Exercise prompt =
Reproduce every one of the rows below verbatim, but leave out the pictures.

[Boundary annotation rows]

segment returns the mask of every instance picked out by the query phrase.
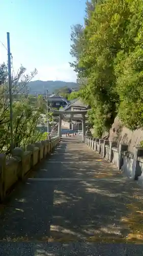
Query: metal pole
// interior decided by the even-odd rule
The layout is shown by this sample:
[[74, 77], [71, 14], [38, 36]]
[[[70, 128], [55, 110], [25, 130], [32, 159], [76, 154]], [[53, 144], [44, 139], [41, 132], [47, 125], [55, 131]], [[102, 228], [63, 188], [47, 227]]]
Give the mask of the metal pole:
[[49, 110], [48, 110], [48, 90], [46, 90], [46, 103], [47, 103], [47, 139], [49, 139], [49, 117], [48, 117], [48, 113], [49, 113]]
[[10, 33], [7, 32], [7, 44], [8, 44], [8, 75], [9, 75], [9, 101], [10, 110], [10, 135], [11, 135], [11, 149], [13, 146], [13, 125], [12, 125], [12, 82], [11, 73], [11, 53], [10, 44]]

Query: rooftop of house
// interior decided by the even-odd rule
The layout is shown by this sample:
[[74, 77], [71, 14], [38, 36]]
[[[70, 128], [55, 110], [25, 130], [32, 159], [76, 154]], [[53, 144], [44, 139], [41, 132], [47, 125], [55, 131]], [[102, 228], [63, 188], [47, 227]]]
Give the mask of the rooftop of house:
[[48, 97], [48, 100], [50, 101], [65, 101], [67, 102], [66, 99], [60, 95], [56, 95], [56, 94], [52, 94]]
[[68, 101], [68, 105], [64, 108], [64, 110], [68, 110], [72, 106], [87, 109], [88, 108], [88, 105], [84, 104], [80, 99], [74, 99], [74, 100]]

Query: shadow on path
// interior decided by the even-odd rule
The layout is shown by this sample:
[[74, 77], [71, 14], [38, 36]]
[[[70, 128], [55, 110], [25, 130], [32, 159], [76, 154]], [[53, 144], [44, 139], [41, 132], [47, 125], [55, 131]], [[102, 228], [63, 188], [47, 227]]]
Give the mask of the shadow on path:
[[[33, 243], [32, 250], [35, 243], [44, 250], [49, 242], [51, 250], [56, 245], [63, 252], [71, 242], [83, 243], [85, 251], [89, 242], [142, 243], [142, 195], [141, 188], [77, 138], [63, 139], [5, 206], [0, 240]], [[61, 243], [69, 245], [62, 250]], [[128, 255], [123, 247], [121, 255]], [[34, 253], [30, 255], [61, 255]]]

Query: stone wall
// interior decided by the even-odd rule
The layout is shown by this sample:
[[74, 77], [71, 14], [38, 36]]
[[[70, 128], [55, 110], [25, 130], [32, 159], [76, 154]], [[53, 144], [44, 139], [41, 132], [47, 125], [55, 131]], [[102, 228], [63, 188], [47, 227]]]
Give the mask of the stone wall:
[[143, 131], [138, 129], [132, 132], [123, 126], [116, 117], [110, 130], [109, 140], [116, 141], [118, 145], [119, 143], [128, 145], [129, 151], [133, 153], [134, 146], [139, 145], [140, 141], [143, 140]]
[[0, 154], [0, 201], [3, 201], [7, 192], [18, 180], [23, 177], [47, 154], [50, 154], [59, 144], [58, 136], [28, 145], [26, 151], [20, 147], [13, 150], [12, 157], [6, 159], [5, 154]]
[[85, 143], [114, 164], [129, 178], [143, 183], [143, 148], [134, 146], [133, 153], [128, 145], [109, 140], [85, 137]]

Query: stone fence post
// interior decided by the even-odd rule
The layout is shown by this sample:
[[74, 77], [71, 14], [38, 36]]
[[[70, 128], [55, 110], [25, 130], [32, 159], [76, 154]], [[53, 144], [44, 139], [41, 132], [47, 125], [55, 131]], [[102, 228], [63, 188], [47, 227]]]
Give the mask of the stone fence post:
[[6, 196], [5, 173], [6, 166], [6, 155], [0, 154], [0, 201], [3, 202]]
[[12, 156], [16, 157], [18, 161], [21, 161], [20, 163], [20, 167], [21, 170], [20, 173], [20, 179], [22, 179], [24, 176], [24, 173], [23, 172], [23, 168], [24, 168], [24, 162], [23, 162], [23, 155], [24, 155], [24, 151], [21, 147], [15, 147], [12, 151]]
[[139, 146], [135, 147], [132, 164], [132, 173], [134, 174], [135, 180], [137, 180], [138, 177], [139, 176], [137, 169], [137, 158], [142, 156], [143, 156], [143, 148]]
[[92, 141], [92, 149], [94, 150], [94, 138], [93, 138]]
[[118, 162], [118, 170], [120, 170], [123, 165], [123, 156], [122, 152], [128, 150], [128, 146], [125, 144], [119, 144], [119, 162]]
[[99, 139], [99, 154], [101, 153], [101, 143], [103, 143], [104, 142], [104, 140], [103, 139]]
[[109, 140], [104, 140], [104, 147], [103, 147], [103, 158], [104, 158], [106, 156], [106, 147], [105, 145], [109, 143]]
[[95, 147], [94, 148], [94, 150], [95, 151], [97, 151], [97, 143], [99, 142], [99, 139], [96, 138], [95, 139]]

Reply =
segment returns the mask of every instance picked out by the query phrase.
Query: metal pole
// interior decided by the even-odd rule
The layout is shown by this sample:
[[74, 77], [71, 14], [38, 36]]
[[[70, 128], [55, 110], [25, 130], [32, 159], [76, 154]], [[53, 144], [44, 139], [41, 132], [47, 125], [55, 131]], [[102, 228], [63, 188], [47, 227]]]
Give the mask of the metal pole:
[[49, 110], [48, 110], [48, 90], [46, 90], [46, 103], [47, 103], [47, 139], [49, 139], [49, 117], [48, 117], [48, 113], [49, 113]]
[[10, 33], [7, 32], [7, 44], [8, 44], [8, 75], [9, 75], [9, 101], [10, 110], [10, 135], [11, 135], [11, 149], [13, 146], [13, 125], [12, 125], [12, 82], [11, 73], [11, 53], [10, 44]]

Query: rooftop of house
// interior decided by the even-odd rule
The layout is shown by this sample:
[[74, 77], [71, 14], [38, 36]]
[[[70, 128], [55, 110], [25, 130], [32, 159], [76, 154]], [[53, 144], [44, 139], [41, 132], [47, 125], [55, 131]], [[102, 228], [63, 188], [47, 227]]]
Give the mask of the rooftop of house:
[[48, 97], [48, 100], [50, 101], [65, 101], [67, 102], [66, 99], [60, 95], [56, 95], [56, 94], [52, 94]]
[[68, 101], [68, 105], [64, 108], [64, 110], [68, 110], [72, 106], [87, 109], [88, 108], [88, 105], [84, 104], [80, 99], [74, 99], [74, 100]]

Query: shadow on path
// interior decided by the even-odd rule
The layout is shown by this sample:
[[74, 77], [71, 14], [38, 36]]
[[[70, 128], [55, 110], [25, 130], [32, 159], [76, 154]], [[53, 144], [44, 139], [41, 132], [47, 125], [55, 131]], [[102, 228], [63, 188], [47, 227]]]
Give the mask of the shadow on path:
[[[33, 243], [32, 250], [35, 243], [44, 250], [49, 242], [51, 250], [56, 245], [63, 252], [71, 242], [83, 243], [85, 251], [89, 242], [142, 243], [142, 195], [141, 188], [77, 138], [63, 139], [5, 206], [0, 240]], [[61, 243], [69, 245], [62, 250]], [[128, 255], [123, 247], [121, 255]], [[34, 253], [30, 255], [61, 255]]]

Query: stone wall
// interior decided by the even-odd rule
The layout is shown by this sample:
[[74, 77], [71, 14], [38, 36]]
[[[70, 128], [55, 110], [25, 130], [32, 159], [76, 154]], [[53, 144], [44, 139], [41, 132], [47, 125], [55, 131]], [[102, 228], [63, 188], [47, 227]]]
Give the mask of the stone wall:
[[143, 131], [138, 129], [132, 132], [123, 126], [116, 117], [110, 130], [109, 140], [116, 141], [118, 145], [119, 143], [128, 145], [129, 151], [133, 153], [134, 146], [139, 145], [140, 141], [143, 140]]
[[0, 154], [0, 201], [3, 201], [7, 192], [18, 180], [23, 177], [47, 154], [50, 154], [59, 144], [58, 136], [28, 145], [26, 151], [20, 147], [13, 150], [12, 157], [6, 159], [5, 154]]
[[85, 143], [114, 164], [129, 178], [143, 183], [143, 148], [134, 146], [133, 153], [128, 145], [109, 140], [85, 137]]

Query: stone fence post
// interior decided by the even-odd rule
The layout is shown by this sample:
[[74, 77], [71, 14], [38, 36]]
[[[70, 128], [55, 110], [25, 130], [32, 159], [76, 154]], [[53, 144], [44, 139], [41, 132], [47, 125], [55, 131]], [[102, 228], [63, 188], [47, 227]]]
Give the mask of the stone fence post:
[[6, 196], [5, 173], [6, 166], [6, 155], [0, 154], [0, 201], [3, 202]]
[[12, 156], [16, 157], [18, 161], [21, 161], [20, 163], [20, 167], [21, 170], [20, 173], [20, 179], [22, 179], [24, 176], [24, 173], [23, 172], [23, 168], [24, 168], [24, 162], [23, 162], [23, 155], [24, 155], [24, 151], [21, 147], [15, 147], [12, 151]]
[[139, 146], [135, 147], [132, 164], [132, 173], [134, 174], [135, 180], [137, 180], [138, 177], [139, 176], [137, 169], [137, 158], [142, 156], [143, 156], [143, 148]]
[[92, 141], [92, 149], [94, 150], [94, 138], [93, 138]]
[[118, 162], [118, 170], [120, 170], [123, 165], [123, 156], [122, 152], [128, 150], [128, 146], [125, 144], [119, 144], [119, 162]]
[[99, 139], [99, 154], [101, 153], [101, 143], [103, 143], [104, 142], [104, 140], [103, 139]]
[[109, 140], [104, 140], [104, 147], [103, 147], [103, 158], [104, 158], [106, 156], [106, 147], [105, 145], [109, 143]]
[[95, 147], [94, 148], [94, 150], [95, 151], [97, 151], [97, 143], [99, 142], [99, 139], [96, 138], [95, 139]]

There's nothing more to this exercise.